(Dataset entries)
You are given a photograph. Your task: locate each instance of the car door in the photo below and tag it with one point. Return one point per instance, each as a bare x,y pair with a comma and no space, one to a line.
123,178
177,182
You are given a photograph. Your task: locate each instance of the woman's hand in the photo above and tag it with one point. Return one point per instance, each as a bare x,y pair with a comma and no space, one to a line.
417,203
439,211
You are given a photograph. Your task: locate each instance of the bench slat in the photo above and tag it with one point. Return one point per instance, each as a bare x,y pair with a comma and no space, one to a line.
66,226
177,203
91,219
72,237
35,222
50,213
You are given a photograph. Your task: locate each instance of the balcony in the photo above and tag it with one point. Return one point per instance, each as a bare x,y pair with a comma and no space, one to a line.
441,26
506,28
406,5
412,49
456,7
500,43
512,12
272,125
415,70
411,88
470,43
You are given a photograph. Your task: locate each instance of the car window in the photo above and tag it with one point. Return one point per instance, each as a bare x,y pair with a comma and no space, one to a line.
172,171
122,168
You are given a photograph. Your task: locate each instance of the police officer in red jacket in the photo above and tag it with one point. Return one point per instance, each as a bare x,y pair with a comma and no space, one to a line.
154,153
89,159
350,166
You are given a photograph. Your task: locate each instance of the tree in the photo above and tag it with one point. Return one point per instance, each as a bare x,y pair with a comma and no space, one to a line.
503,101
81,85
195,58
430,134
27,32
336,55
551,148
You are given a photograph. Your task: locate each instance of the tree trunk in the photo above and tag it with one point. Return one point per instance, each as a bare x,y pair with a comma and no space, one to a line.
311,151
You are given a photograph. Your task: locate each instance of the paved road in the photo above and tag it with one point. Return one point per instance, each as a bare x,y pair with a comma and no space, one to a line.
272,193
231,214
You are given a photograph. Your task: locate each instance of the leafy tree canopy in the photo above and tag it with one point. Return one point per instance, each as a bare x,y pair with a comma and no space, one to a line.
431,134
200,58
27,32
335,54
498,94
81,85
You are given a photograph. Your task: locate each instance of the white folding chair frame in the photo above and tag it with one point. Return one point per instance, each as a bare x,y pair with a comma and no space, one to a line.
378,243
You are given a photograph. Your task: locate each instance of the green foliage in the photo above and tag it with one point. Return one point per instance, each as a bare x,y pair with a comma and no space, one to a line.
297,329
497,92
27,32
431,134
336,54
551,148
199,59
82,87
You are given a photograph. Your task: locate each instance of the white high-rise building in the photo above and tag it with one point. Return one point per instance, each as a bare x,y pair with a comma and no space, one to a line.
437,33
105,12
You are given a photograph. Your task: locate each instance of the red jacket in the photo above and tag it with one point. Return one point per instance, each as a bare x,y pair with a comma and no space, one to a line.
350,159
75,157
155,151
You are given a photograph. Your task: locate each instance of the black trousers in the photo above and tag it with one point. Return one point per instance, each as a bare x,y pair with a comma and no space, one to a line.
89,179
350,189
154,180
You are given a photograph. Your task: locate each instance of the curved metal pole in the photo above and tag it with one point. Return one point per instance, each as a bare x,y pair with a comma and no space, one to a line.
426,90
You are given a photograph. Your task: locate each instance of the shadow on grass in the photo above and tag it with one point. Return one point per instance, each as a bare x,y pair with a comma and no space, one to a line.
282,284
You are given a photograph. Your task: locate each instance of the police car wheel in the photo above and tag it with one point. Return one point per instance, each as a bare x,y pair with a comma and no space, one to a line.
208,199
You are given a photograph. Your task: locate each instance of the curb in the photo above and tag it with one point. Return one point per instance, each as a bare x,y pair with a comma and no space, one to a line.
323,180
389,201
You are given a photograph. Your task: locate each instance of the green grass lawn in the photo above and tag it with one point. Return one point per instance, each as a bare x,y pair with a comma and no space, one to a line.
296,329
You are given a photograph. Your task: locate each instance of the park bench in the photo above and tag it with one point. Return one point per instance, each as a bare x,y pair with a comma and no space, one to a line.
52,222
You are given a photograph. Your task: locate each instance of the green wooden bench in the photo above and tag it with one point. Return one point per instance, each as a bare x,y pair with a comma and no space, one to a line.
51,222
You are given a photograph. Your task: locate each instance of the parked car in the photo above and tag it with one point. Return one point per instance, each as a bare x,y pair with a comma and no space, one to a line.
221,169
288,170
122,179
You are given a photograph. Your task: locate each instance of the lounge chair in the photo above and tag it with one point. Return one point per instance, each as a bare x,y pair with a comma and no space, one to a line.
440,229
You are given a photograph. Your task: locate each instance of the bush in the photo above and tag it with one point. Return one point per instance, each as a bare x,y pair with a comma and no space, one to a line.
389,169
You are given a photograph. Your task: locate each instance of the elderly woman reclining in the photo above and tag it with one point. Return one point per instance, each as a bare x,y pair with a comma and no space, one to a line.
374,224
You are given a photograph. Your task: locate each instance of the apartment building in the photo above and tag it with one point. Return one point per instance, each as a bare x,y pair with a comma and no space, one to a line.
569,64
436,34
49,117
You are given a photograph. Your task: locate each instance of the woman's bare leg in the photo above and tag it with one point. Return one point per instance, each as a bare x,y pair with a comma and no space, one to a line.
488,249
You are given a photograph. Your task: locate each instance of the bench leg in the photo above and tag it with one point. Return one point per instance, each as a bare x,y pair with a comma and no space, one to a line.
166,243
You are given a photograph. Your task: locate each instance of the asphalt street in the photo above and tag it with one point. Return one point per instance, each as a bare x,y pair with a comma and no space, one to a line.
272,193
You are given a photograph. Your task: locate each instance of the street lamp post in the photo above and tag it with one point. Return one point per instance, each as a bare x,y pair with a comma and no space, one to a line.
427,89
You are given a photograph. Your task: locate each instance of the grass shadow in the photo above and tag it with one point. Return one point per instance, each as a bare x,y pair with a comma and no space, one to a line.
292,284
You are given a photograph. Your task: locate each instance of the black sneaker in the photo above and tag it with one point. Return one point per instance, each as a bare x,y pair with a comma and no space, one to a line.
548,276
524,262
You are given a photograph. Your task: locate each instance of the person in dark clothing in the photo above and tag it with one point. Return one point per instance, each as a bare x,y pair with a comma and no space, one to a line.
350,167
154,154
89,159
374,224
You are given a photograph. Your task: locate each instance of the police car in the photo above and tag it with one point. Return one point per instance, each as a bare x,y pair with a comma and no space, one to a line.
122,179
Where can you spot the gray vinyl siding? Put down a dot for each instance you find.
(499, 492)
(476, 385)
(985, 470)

Problem statement >> The output consists solely of the lines from the line that contains "police car in" through the final line of the data.

Result of the task >>
You are given a photograph. Your task: locate each instance of the police car in the photo above and tag it with one point. Return one point per instance, each as a bare x,y pair with a comma and no space, one to a line.
122,179
Where can you spot the gray vinyl siding? Put down a dot for each instance you find.
(499, 492)
(476, 385)
(985, 470)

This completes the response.